### QUELLDOKUMENT
Gesetzgeber, Regulierer und Investoren fordern immer entschiedener transparentes Handeln ein. Das gilt für die Auswirkungen unternehmerischer Aktivitäten auf das Klima genauso wie für die Einhaltung der Menschenrechte in Lieferketten und vieles mehr. Transparentes Handeln muss deshalb elementarer Bestandteil der Führungs- und Unternehmenskultur werden.

Die Compliance-Funktion kann hier eine zentrale Rolle einnehmen und Maßstäbe setzen. Um ihrer Bedeutung gerecht zu werden, muss sie allerdings auch selbst messbarer werden. Deshalb ist es wichtiger denn je, für eine adäquate Datenbasis zu sorgen und aussagekräftige Indikatoren für die Messbarkeit der Compliance-Bemühungen zu entwickeln.

Drittens: Die Compliance-Kompetenz in Aufsichtsräten wird steigen

Fachleute mit Compliance- und Krisenmanagement-Expertise sind (vor allem im Vergleich zu Finanz- und Bilanzexpert*innen) in vielen Aufsichtsräten unterrepräsentiert. Das dürfte sich angesichts wachsender Risiken zunehmend ändern. Denn es wird immer wichtiger, dass Überwachungsgremien fachlich wie persönlich in der Lage sind, Unternehmen in Krisensituationen, die durch Fehlverhalten hervorgerufen wurden, angemessen und richtig zu beaufsichtigen – und sie professionell zu begleiten.

„Aufsichtsräte brauchen mehr persönliche und fachliche Expertise in Sachen Compliance und Krisenmanagement“ (Thomas Grützner)

Viertens: Die 20er werden das Jahrzehnt der Whistleblower und Investigations-Abteilungen

Unternehmen werden in den nächsten Jahren noch stärker daran arbeiten, Hinweisgeber*innen zu ermutigen und maßgeschneiderte Kanäle für Meldungen bereitzustellen. Das ist nicht nur getrieben von regulatorischen Vorgaben wie der EU-Hinweisgeberrichtlinie, sondern auch von Mitarbeiterbefragungen. Denn sie zeigen immer wieder: Vielerorts ist die Angst vor negativen Konsequenzen für Hinweisgeber*innen noch immer groß – selbst in Unternehmen mit moderner Compliance-Kultur.

### UNTERSUCHTE DATEN
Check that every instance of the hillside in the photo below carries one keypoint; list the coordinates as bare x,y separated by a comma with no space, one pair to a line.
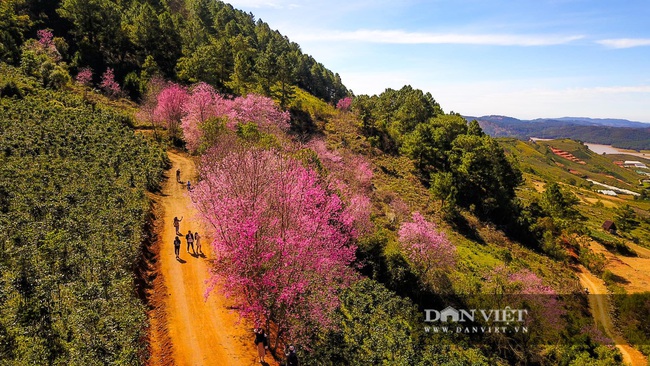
618,133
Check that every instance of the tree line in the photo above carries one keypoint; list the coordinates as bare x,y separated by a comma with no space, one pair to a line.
187,41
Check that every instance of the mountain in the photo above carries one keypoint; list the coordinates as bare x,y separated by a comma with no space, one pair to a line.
619,133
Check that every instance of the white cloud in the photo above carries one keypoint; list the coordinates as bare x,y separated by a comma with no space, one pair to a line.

### ZU ERLEDIGENDE AUFGABE
Gib bitte den Abschnitt des Quelldokuments von „Gesetzgeber, Regulierer und“ bis einschließlich „und Unternehmenskultur werden.“ wortgetreu wieder.

### LÖSUNG DER AUFGABE
Gesetzgeber, Regulierer und Investoren fordern immer entschiedener transparentes Handeln ein. Das gilt für die Auswirkungen unternehmerischer Aktivitäten auf das Klima genauso wie für die Einhaltung der Menschenrechte in Lieferketten und vieles mehr. Transparentes Handeln muss deshalb elementarer Bestandteil der Führungs- und Unternehmenskultur werden.